Segment Start: RECORDED INFORMATION

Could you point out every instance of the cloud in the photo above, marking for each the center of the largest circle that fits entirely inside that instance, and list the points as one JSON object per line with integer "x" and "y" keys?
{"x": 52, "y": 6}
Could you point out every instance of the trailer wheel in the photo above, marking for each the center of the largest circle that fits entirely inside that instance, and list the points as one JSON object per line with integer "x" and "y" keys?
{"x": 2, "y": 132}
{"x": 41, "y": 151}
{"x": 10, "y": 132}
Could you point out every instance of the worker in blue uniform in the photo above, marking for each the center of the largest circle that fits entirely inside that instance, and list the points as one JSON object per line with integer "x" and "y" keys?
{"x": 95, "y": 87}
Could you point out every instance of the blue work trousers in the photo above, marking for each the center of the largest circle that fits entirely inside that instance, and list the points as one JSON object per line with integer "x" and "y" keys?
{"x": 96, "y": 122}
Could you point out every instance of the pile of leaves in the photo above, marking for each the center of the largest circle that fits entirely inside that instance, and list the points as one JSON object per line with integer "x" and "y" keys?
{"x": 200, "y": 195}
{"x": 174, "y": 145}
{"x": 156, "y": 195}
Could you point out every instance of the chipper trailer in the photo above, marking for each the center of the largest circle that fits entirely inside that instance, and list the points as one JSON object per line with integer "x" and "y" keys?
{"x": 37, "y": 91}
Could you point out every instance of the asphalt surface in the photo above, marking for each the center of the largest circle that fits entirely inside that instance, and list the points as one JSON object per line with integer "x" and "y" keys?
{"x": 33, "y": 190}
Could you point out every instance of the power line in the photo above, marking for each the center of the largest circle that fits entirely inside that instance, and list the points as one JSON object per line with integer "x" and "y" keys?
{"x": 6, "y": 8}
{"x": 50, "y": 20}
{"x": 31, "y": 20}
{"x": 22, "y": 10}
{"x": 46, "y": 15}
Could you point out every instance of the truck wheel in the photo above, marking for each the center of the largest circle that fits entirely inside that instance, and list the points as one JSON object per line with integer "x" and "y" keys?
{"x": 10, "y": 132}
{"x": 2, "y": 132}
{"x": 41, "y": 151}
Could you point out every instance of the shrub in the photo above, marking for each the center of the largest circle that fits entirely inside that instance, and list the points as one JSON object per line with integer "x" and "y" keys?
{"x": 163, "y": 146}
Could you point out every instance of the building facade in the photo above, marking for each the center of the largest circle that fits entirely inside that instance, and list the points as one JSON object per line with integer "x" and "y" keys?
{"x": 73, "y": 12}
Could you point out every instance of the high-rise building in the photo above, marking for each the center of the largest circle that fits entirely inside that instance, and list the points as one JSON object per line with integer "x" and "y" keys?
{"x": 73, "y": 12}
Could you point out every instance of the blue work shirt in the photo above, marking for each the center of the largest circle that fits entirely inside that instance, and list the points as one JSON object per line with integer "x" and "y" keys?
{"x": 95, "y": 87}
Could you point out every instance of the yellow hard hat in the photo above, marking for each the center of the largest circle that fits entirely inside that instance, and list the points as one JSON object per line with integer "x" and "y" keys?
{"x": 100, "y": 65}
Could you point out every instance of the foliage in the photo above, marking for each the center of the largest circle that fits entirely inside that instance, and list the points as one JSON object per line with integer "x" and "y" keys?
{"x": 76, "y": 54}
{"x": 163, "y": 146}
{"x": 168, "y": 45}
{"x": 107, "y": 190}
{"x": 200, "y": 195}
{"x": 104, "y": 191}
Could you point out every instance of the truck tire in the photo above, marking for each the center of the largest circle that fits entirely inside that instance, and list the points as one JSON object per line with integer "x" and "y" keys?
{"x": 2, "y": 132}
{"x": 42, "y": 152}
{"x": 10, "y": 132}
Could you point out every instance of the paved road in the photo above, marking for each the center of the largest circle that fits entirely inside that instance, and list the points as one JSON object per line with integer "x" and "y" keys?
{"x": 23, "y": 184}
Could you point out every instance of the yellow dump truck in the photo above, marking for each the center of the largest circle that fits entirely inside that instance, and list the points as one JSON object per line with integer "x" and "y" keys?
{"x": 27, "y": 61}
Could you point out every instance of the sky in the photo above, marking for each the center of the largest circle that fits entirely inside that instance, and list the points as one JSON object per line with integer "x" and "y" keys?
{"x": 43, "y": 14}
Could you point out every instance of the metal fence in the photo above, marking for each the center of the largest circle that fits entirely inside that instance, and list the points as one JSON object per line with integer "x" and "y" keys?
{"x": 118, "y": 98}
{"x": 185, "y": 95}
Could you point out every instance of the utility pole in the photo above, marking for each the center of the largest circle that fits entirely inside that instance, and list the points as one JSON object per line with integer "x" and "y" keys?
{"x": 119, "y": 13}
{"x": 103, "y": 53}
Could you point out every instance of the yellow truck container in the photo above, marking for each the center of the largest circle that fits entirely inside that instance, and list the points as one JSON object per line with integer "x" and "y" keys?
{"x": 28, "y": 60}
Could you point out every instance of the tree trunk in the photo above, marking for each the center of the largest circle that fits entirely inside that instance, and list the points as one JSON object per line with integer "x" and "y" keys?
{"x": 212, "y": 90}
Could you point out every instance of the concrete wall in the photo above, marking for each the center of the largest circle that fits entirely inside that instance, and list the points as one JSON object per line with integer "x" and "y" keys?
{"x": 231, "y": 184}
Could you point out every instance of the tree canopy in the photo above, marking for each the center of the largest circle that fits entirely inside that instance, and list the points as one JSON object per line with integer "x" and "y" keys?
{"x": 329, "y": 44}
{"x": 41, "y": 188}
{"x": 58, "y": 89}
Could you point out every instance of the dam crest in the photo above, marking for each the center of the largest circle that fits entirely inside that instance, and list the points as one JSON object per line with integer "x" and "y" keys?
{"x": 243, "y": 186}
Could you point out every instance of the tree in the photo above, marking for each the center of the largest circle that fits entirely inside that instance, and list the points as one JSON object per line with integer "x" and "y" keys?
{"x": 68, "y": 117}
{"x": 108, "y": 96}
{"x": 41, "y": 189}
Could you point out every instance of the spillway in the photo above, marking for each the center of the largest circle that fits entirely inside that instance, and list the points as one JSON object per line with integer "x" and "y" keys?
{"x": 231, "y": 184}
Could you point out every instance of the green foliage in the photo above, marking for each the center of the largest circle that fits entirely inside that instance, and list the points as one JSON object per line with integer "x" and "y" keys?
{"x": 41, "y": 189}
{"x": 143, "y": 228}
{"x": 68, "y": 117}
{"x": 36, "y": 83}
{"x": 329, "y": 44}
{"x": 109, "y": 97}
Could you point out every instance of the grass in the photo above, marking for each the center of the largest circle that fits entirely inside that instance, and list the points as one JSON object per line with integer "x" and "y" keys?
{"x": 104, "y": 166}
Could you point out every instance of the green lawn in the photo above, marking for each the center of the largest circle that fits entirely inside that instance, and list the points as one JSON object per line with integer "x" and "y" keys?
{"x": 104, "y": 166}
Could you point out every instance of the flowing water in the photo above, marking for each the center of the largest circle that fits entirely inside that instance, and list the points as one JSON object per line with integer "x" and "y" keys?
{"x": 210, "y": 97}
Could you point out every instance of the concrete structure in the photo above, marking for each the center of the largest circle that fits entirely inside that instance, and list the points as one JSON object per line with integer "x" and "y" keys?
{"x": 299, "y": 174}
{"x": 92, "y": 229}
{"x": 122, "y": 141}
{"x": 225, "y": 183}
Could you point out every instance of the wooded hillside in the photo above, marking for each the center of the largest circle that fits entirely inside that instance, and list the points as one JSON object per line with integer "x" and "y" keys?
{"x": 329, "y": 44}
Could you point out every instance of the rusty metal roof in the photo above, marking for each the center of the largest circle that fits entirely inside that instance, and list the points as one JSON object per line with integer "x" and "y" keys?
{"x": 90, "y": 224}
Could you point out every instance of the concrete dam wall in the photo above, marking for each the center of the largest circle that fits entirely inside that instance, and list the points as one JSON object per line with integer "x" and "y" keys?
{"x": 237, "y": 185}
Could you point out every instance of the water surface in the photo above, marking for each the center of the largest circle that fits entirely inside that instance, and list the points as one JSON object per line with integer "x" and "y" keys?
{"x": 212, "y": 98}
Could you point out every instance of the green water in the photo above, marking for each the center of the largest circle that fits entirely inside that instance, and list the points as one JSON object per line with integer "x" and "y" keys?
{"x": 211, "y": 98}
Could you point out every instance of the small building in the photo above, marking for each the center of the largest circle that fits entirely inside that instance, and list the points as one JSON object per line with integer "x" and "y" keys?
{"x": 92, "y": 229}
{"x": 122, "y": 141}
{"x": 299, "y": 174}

Segment End: RECORDED INFORMATION

WHAT YOU NEED TO DO
Copy out exactly the lines that run from the one holding "Could you point out every instance of the rusty" through the end of the data above.

RESPONSE
Could you point out every instance of the rusty metal roof in the photo above, marking for each the center of the largest circle that fits entirely inside that instance, and list the points as one JSON object per line with integer "x" and "y" keys?
{"x": 90, "y": 224}
Could you point out every instance of the concrete dam wall in the photo above, marking for each the center of the largest circle that fits entirely inside that instance, and list the points as one JSON object per line with integer "x" and "y" keys?
{"x": 237, "y": 185}
Could you point out every instance of the water surface in the photo above, marking for each the center of the largest circle that fits entirely inside that instance, and list the points as one JSON object per line with integer "x" and "y" keys?
{"x": 212, "y": 98}
Could you point out every instance of the green water in the photo above, marking for each the center of the largest circle that fits entirely inside that instance, and list the points as one JSON object per line with integer "x" and "y" keys?
{"x": 211, "y": 98}
Could you point out every instance of the small building in the photo above, marking for each the center of the largest circle that fits entirely inside that instance, and list the points as one JSON object per line with integer "x" and "y" keys?
{"x": 92, "y": 229}
{"x": 122, "y": 141}
{"x": 299, "y": 174}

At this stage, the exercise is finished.